MAL PAYLAŞIMINDA ŞİRKETLERE İLİŞKİN HUSUSLARA DAİR KARAR
T.C.
YARGITAY
8. Hukuk Dairesi
ESAS NO : 2013/16341
KARAR NO : 2015/1094
Y A R G I T A Y İ L A M I
İNCELENEN KARARIN
MAHKEMESİ : İzmir 6. Aile Mahkemesi
TARİHİ : 17/06/2013
NUMARASI : 2010/455 - 2013/458
DAVACI : H.D.
DAVALI : E.T.
DAVA TÜRÜ : Katkı payı alacağı - katılma alacağı
H.D. ile E.T. aralarındaki katkı payı alacağı-katılma alacağı davasının kısmen kabulüne ve kısmen reddine dair İzmir 6. Aile Mahkemesi'nden verilen 17.06.2013 gün ve 455/458 sayılı hükmün Yargıtay'ca incelenmesi davacı vekili ile davalı vekili taraflarından süresinde istenilmiş olmakla; dosya incelendi, gereği düşünüldü:
K AR A R
Davacı vekili, tarafların 1989 yılında evlendiklerini, evlilik birliği içerisinde edinilen taşınmazlar, araçlar ve C. Pazarlama Ltd.Şti'nin gelirleri üzerinde 1/2 oranında tasfiye alacağı bulunduğunu ileri sürerek taşınmaz, şirket payı ve araçların edinilmesine yapılan katkı nedeniyle 2.000 TL şirket gelirinin edinilmiş mal olması nedeniyle 8.000 TL olmak üzere toplam 10.000 TL alacağın yasal faiziyle birlikte davalıdan alınmasına karar verilmesini istemiş, harcını yatırmak suretiyle verdiği 19.04.2012 tarihli ıslah dilekçesinde 108 parsel yönünden 98.000 TL şirket gelirlerinden dolayı 64.000 TL olmak üzere toplam 162.000 TL katkı payı alacağının ıslah tarihinden geçerli yasal faiziyle birlikte davalı taraftan alınmasını istemiş, feragat yetkisi bulunan davacı vekili 16.06.2011 tarihli dilekçesinde araçlara ilişkin talepten feragat ettiklerini bildirmiştir.

* Alıştırmada istenenler
**a)** Mal paylaşımına ilişkin karar metnine göre aşağıdaki soruları cevaplayın.
(i) İncelenen kararı hangi mahkeme vermiştir?
(ii) Davacı vekiline göre taraflar hangi yıl evlenmiştir?
(iii) Islah dilekçesinde istenen toplam katkı payı alacağı ne kadardır?
**b)** Aşağıdaki ifadeler mal paylaşımına ilişkin karar metniyle uyuşuyor mu? Her biri için evet ya da hayır deyin ve metinden belirleyici sözleri aynen aktarın.
(i) Davanın türü yalnızca katılma alacağıdır.
(ii) Davacı vekili araçlara ilişkin talepten feragat etmiştir.
(iii) Islah dilekçesi 16.06.2011 tarihlidir.
**c)** Mal paylaşımına ilişkin karar metnini son cümleden sonra sürdürün.

* Girdi listesi
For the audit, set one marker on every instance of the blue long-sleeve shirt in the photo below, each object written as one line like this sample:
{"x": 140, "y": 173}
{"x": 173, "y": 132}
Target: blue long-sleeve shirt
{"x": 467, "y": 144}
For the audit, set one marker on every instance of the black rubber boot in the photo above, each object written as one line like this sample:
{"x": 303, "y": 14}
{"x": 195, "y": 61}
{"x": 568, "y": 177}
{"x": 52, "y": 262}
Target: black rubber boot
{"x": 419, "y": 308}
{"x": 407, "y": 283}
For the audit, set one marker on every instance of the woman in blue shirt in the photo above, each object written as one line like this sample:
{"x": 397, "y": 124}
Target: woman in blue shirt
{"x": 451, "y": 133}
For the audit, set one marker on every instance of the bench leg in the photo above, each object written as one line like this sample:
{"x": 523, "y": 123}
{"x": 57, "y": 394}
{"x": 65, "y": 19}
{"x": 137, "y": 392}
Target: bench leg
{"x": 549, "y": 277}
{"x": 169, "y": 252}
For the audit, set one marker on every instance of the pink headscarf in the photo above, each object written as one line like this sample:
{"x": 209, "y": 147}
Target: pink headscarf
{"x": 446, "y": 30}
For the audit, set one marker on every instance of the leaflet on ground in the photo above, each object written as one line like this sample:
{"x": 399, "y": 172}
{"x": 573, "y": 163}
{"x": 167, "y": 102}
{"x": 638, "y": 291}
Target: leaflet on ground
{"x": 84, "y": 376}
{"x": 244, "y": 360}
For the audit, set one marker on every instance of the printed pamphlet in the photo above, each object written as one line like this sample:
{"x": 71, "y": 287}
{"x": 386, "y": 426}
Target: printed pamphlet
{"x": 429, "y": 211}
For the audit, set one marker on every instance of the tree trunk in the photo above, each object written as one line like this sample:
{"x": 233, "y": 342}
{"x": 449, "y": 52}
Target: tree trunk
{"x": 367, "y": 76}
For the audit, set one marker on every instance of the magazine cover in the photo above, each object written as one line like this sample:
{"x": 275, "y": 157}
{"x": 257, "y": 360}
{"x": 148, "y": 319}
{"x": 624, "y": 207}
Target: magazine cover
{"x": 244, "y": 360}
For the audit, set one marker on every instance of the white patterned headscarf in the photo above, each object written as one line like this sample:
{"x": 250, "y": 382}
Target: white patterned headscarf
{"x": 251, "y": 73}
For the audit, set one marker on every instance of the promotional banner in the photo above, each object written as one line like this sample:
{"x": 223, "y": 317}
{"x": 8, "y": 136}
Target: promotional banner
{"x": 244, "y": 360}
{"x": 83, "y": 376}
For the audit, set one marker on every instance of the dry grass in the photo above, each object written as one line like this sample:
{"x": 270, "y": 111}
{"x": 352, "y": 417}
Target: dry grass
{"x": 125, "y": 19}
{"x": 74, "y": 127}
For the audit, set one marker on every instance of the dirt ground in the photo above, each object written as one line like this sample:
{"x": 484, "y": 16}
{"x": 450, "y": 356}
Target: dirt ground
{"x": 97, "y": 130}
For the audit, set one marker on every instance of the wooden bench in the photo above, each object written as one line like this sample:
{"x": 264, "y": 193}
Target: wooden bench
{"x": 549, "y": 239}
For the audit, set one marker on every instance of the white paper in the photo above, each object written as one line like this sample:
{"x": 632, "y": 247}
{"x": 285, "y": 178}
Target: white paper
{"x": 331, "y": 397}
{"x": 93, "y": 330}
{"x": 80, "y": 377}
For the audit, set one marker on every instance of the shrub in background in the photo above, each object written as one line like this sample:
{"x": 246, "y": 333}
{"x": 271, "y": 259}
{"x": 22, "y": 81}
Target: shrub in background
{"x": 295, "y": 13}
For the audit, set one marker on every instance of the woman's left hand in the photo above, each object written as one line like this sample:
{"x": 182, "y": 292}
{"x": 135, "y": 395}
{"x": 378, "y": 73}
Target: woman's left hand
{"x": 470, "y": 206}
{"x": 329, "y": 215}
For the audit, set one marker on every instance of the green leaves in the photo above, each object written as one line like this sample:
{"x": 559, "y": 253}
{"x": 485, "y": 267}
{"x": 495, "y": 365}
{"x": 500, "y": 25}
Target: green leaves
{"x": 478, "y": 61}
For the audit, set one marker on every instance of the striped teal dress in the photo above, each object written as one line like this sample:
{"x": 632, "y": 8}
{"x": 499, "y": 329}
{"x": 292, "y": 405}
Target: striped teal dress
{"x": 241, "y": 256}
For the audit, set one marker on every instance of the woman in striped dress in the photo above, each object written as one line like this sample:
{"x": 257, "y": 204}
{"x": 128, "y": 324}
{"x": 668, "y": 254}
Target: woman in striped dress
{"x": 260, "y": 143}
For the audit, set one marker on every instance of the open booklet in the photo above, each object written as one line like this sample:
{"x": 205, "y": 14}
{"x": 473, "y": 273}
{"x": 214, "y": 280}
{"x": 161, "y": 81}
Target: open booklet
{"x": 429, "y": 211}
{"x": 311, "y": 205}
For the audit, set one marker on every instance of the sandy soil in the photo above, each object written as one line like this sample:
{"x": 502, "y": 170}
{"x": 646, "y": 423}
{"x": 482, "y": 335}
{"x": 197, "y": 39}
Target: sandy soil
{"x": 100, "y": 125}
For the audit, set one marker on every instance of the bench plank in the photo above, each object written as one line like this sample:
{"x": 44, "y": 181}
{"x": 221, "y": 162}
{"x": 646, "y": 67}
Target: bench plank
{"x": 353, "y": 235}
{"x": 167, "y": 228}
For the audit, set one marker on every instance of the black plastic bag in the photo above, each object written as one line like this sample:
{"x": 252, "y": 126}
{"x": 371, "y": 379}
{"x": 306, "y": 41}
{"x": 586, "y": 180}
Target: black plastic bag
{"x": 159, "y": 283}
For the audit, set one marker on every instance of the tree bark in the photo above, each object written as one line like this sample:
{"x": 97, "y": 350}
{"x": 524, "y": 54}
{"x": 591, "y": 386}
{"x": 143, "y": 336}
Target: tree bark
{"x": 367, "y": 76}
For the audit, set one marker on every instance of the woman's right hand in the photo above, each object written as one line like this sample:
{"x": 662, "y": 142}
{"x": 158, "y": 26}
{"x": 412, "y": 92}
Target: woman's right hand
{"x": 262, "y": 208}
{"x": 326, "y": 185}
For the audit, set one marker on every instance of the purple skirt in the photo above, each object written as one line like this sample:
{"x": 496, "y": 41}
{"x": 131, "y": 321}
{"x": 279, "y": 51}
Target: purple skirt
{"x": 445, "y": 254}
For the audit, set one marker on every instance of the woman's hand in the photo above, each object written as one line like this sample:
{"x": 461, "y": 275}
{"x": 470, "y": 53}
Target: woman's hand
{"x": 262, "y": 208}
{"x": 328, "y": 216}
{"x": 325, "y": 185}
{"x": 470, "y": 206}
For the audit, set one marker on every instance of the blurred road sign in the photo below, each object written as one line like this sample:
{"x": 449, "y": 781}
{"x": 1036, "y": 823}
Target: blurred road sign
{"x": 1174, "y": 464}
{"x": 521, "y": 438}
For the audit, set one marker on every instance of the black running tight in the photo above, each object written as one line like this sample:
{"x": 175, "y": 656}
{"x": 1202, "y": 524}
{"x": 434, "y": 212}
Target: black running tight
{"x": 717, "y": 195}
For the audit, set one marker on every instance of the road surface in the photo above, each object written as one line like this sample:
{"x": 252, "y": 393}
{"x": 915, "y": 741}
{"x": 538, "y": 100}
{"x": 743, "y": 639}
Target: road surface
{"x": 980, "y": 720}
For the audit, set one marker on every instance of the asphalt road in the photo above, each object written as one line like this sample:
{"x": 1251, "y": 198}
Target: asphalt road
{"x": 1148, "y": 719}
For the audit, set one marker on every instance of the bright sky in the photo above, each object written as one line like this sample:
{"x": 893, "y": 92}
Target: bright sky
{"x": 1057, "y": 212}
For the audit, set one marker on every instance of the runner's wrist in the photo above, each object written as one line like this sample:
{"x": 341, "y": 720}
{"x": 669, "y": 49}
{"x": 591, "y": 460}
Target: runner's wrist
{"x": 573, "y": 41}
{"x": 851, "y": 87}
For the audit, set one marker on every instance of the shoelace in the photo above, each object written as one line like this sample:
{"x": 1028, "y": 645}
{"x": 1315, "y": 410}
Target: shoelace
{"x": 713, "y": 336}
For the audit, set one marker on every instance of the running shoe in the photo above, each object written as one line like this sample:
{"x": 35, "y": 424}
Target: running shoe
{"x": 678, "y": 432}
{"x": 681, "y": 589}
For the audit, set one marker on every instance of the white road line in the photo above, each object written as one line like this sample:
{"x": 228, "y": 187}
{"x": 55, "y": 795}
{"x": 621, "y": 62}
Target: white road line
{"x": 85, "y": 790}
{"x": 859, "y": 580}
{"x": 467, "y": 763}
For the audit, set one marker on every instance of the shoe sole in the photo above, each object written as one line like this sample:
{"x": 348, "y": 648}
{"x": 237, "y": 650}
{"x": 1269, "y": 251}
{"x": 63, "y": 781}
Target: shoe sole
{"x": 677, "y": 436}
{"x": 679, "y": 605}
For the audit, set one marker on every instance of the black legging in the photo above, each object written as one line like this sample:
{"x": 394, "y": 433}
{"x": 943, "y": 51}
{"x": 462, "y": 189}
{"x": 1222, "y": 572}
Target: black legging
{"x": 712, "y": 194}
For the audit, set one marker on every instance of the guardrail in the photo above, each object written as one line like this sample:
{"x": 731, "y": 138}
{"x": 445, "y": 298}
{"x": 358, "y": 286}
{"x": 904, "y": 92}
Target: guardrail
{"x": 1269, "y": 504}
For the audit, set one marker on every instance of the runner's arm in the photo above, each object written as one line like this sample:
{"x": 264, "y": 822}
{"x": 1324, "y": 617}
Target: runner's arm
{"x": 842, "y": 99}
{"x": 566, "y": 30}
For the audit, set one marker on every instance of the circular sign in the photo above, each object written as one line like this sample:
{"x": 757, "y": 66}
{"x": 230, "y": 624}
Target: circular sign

* Çözümler
**a)**
(i) İzmir 6. Aile Mahkemesi
(ii) 1989
(iii) 162.000 TL

**b)**
(i) Hayır: "Katkı payı alacağı - katılma alacağı"
(ii) Evet: "araçlara ilişkin talepten feragat ettiklerini bildirmiştir"
(iii) Hayır: "19.04.2012 tarihli ıslah dilekçesinde"

**c)**
Davalı vekili, davacının ev hanımı olup düzenli bir geliri bulunmadığından katkısının söz konusu olamayacağını, dava konusu şirketin 1990 yılında vekil edenin babasıyla ortak olarak kurulduğunu, tasfiyeye dâhil edilemeyeceğini açıklayarak davanın reddine karar verilmesini savunmuştur.
Mahkemece, davanın kısmen kabulüne, şirketin dönem karları üzerinden belirlenen 62.000 TL katılma alacağının karar tarihinden geçerli yasal faiziyle birlikte davalıdan alınmasına, taşınmaza yönelik davanın reddine karar verilmesi üzerine; hüküm, davacı vekili ile katılma yoluyla davalı vekili tarafından temyiz edilmiştir.
Taraflar, 10.06.1989 tarihinde evlenmişler, 27.08.2009 tarihinde açılan boşanma davasının kabulüne ilişkin hükmün 10.06.2010 tarihinde kesinleşmesi üzerine boşanmışlardır. 4722 sayılı Kanun'un 10. maddesi uyarınca eşler bir yıllık yasal süre içerisinde başka bir mal rejimini seçtiklerini ileri sürmediklerine göre, eşler arasında evlilik tarihinden 4721 sayılı TMK'nun yürürlüğe girdiği 01.01.2002 tarihine kadar 743 sayılı TKM'nin 170. maddesi uyarınca mal ayrılığı, bu tarihten boşanma davasının açıldığı 27.08.2009 tarihine kadar ise, yasal edinilmiş mallara katılma rejimi geçerlidir (TMK. m.202,). Eşler arasındaki mal rejimi TMK'nun 225/2.maddesi uyarınca boşanma davasının açıldığı tarihte sona ermiştir. Uyuşmazlık konusu 108 parsel, 26.08.1999 tarihinde pay satışı nedeniyle 1/2 oranında davalı adına tescil edilmiş, davaya konu C. Pazarlama Ltd. Şti. 19.11.1990 tarihinde %50 ortaklık paylı olarak kurulmuştur.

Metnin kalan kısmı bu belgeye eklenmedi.